▸ Texto de estudio
↓

Desde el personal de salud hasta los repartidores son tratados como héroes. Son aplaudidos públicamente cada noche, con muchos motivos, pero también deberían ser reconocidos con todos sus derechos. Eso es de lo que se debe hablar. Derechos humanos básicos, derecho del trabajo.
Hoy también, muchos hogares han sido convertidos en establecimientos comerciales, muchas personas trabajan a distancia producto del aislamiento social preventivo y obligatorio; el teletrabajo era un fenómeno previo a la pandemia y se agudizó, e hizo más visible, con la declaración de ésta.
El mundo del trabajo, el mundo laboral de quienes producen lo que usamos a diario, de quienes hacen que el mundo marche, se encuentra en plena transformación. Esto debe ser reconocido en su profundidad, y bregar por la protección de esos trabajadores y trabajadoras.

↑

▸ Tareas y ejercicios
1. Según el texto de estudio, ¿con qué frecuencia se aplaude públicamente al personal de salud y a los repartidores?
2. Transcribe del texto de estudio el fragmento que comienza con "Desde el personal" y sigue hasta "declaración de ésta.".
3. De acuerdo con el texto de estudio, ¿por qué muchas personas trabajan hoy a distancia?
Las filas son un material aparte y no tienen relación con el texto de estudio.

▸ Datos proporcionados

↓

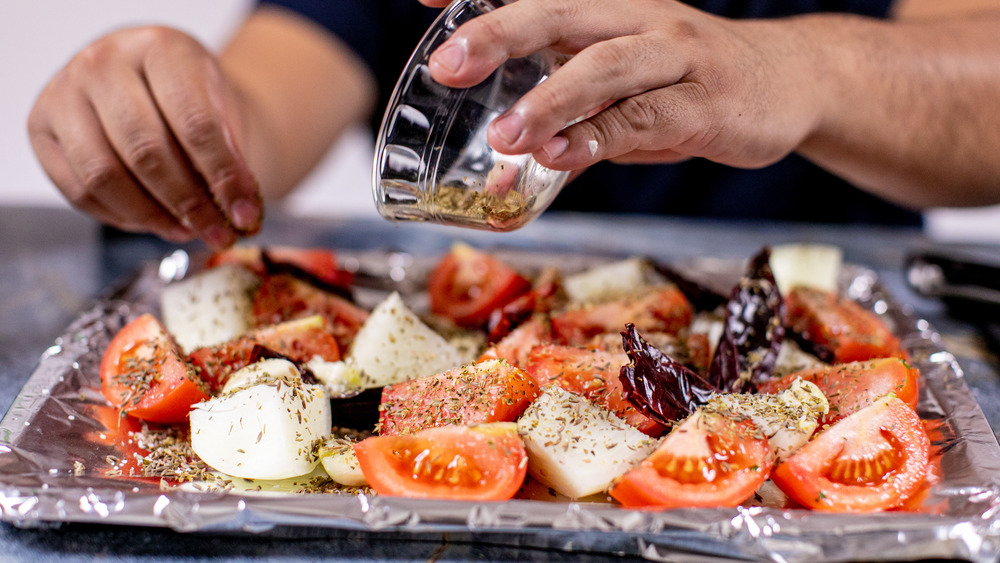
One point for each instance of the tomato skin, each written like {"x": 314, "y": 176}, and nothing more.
{"x": 731, "y": 462}
{"x": 467, "y": 285}
{"x": 853, "y": 386}
{"x": 591, "y": 373}
{"x": 850, "y": 332}
{"x": 482, "y": 463}
{"x": 664, "y": 309}
{"x": 299, "y": 340}
{"x": 320, "y": 263}
{"x": 489, "y": 391}
{"x": 282, "y": 297}
{"x": 833, "y": 472}
{"x": 143, "y": 350}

↑

▸ Resultados
1. Cada noche.

2.
Desde el personal de salud hasta los repartidores son tratados como héroes. Son aplaudidos públicamente cada noche, con muchos motivos, pero también deberían ser reconocidos con todos sus derechos. Eso es de lo que se debe hablar. Derechos humanos básicos, derecho del trabajo.
Hoy también, muchos hogares han sido convertidos en establecimientos comerciales, muchas personas trabajan a distancia producto del aislamiento social preventivo y obligatorio; el teletrabajo era un fenómeno previo a la pandemia y se agudizó, e hizo más visible, con la declaración de ésta.

3. Trabajan a distancia como consecuencia del aislamiento social preventivo y obligatorio.